§ What you will do
Return exactly the span of lines that opens with the line containing "For the benchmark, point to the taillight" and closes with the last line of the data, inclusive.

§ Raw data
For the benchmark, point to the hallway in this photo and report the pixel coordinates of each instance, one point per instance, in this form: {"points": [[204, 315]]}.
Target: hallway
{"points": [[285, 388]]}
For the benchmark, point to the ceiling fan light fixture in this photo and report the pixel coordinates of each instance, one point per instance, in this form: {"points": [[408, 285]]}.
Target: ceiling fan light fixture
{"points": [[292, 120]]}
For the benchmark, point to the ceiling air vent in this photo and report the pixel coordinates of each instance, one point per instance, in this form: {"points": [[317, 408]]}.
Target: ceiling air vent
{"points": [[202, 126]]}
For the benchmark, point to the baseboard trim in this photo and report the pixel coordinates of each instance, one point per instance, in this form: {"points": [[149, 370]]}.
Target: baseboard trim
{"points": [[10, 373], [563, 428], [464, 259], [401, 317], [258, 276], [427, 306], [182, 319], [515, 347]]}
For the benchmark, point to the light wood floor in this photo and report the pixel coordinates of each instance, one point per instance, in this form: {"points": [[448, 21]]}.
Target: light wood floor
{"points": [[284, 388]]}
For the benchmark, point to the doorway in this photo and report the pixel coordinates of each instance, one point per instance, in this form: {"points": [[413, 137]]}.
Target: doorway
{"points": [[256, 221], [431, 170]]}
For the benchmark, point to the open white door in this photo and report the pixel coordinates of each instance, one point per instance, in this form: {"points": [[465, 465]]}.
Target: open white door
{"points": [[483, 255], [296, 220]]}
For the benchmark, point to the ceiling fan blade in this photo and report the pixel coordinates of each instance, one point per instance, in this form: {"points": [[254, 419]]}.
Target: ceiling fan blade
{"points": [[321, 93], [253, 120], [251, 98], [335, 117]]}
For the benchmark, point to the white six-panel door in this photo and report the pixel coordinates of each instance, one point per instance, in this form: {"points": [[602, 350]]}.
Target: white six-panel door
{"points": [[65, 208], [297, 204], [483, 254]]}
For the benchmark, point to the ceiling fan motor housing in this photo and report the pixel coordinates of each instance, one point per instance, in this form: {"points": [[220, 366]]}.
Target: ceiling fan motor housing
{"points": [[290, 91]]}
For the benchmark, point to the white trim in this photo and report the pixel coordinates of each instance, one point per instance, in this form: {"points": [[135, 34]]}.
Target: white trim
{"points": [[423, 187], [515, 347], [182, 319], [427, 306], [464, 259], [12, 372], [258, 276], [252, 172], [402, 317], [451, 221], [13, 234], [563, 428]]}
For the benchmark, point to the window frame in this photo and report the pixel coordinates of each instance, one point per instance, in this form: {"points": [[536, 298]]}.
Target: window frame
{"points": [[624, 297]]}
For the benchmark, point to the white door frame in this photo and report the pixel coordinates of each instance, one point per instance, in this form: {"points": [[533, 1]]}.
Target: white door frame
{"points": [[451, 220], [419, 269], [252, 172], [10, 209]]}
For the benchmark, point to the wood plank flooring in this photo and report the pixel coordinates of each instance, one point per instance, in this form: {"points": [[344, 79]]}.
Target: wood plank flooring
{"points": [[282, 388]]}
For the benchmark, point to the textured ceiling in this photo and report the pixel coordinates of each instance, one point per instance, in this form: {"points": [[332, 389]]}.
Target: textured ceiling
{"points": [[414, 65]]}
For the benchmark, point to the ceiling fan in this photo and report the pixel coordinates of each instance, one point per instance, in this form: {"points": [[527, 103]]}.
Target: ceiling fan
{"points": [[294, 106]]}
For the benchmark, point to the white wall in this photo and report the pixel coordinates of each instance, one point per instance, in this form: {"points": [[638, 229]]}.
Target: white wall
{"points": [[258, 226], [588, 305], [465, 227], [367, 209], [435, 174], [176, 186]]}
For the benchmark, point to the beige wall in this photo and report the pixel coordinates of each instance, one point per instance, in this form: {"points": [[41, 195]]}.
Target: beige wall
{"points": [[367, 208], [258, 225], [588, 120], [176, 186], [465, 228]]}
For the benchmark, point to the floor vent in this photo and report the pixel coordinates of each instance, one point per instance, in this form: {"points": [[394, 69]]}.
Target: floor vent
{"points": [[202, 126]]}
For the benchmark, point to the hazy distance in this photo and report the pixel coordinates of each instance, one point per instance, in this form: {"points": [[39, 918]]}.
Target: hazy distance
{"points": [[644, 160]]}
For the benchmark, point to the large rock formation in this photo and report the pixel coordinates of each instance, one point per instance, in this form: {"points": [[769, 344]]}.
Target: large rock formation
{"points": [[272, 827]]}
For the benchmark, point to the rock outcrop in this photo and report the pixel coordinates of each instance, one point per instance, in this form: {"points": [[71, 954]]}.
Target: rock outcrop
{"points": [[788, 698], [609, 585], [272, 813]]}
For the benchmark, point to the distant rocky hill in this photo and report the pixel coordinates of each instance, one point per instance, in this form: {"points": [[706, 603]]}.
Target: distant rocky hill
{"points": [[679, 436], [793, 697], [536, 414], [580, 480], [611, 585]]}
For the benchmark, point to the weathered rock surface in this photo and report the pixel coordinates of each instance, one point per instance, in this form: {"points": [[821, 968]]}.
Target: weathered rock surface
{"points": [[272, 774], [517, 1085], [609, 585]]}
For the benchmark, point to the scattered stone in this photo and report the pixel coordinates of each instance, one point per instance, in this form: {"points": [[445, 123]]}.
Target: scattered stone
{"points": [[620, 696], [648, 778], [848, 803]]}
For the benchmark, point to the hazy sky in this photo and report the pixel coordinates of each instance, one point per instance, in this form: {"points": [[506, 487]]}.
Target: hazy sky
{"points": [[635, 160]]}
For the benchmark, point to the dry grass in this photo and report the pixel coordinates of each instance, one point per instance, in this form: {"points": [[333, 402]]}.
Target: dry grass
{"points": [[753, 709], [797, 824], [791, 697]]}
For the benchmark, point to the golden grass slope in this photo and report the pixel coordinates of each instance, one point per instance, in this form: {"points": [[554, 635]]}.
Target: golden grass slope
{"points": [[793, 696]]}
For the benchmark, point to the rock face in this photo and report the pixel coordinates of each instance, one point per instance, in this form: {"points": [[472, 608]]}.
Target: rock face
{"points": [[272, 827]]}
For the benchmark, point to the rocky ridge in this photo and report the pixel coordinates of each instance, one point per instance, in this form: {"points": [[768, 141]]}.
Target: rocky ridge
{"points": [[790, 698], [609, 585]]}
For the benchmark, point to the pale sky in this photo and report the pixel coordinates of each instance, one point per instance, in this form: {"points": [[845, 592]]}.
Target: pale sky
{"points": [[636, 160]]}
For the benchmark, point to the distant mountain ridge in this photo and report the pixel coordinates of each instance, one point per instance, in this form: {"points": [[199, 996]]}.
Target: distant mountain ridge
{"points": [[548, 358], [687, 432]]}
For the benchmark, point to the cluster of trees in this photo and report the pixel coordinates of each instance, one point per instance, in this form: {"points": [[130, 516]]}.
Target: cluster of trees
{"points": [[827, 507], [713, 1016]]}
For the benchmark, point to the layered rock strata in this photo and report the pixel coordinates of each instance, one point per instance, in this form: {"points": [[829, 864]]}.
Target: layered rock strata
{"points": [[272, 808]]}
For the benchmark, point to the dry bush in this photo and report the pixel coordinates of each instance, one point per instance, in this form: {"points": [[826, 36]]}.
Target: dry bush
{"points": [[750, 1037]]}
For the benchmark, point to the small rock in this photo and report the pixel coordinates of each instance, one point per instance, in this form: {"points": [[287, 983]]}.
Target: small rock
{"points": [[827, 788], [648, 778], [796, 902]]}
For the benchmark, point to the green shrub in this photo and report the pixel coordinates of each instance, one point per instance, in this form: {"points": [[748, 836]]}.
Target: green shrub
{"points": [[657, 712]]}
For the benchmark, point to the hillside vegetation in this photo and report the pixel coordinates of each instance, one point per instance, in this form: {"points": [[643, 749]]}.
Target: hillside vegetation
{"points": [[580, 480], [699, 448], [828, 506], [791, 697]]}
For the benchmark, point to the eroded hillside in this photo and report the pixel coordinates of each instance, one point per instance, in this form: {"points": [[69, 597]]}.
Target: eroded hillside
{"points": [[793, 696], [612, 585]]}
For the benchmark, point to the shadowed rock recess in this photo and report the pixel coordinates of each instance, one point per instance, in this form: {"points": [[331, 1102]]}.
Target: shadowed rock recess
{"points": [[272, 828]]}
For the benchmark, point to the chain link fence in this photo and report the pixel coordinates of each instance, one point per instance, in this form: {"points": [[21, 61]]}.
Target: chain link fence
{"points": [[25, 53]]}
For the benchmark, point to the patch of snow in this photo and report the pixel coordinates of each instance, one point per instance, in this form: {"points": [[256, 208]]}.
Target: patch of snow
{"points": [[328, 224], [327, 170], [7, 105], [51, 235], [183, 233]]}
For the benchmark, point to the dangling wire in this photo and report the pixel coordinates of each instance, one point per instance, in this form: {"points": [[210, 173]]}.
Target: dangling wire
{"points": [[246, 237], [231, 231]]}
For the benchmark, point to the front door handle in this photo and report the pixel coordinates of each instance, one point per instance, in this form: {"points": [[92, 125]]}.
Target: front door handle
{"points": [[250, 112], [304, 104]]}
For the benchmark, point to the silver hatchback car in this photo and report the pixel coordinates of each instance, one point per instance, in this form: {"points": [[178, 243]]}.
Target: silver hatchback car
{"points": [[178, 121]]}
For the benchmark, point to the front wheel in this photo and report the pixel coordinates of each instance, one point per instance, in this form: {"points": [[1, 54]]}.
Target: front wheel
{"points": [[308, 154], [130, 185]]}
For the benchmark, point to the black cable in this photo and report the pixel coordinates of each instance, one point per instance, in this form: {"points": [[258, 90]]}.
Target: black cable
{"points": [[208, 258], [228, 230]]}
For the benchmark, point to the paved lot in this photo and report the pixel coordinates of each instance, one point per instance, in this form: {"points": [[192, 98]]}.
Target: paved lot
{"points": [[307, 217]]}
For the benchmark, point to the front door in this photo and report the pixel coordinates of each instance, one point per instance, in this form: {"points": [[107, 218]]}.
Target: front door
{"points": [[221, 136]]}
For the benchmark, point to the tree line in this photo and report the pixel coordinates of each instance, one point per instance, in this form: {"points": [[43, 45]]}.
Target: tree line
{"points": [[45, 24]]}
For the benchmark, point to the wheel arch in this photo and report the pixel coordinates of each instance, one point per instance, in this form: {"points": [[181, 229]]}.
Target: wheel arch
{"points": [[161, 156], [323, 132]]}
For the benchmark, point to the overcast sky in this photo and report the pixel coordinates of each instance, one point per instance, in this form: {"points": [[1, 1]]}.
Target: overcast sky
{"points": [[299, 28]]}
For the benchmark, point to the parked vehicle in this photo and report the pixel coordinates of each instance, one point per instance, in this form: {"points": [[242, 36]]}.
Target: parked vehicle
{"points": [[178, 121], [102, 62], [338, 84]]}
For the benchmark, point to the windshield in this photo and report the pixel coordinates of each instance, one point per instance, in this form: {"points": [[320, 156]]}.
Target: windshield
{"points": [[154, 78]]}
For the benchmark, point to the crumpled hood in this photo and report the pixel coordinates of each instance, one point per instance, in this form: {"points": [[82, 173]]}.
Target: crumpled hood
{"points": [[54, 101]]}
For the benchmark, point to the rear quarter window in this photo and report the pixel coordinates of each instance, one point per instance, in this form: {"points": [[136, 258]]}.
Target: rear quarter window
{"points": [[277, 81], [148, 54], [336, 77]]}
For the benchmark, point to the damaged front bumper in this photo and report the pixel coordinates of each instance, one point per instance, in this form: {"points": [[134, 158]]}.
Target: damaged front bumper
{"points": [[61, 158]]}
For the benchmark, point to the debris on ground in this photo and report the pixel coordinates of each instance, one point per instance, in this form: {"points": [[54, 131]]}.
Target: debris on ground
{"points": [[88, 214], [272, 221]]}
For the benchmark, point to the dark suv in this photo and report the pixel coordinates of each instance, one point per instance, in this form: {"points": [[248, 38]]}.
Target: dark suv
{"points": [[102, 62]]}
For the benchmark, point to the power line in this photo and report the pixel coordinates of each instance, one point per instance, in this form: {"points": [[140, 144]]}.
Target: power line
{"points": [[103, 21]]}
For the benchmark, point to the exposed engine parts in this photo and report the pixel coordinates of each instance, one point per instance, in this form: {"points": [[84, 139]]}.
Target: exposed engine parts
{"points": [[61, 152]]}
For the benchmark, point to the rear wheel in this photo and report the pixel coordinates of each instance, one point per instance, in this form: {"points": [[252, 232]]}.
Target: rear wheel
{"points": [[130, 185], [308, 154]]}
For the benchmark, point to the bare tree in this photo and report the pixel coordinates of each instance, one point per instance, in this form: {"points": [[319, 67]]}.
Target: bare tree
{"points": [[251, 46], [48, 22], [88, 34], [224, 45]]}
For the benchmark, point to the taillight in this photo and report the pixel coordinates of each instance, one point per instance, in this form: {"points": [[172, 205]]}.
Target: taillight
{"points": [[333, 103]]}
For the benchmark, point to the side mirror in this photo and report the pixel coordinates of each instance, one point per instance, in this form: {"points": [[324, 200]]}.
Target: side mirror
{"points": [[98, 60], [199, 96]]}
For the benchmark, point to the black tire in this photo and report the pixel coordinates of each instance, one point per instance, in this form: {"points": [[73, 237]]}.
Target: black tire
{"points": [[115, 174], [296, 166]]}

§ Task solution
For the benchmark, point to the taillight in this photo and report the pixel coordinates of each instance, one point per instance, in this form: {"points": [[172, 205]]}.
Target: taillight
{"points": [[333, 103]]}
For the benchmark, point to the side mirror in this photo and report the pixel coordinates of each instance, one point per instance, in this form: {"points": [[324, 200]]}.
Target: side mirror
{"points": [[98, 60], [199, 96]]}
For the benchmark, point to the black tire in this photo and report the pixel coordinates of each instance, one point per instance, in this form: {"points": [[73, 237]]}.
Target: black tire
{"points": [[115, 174], [296, 166]]}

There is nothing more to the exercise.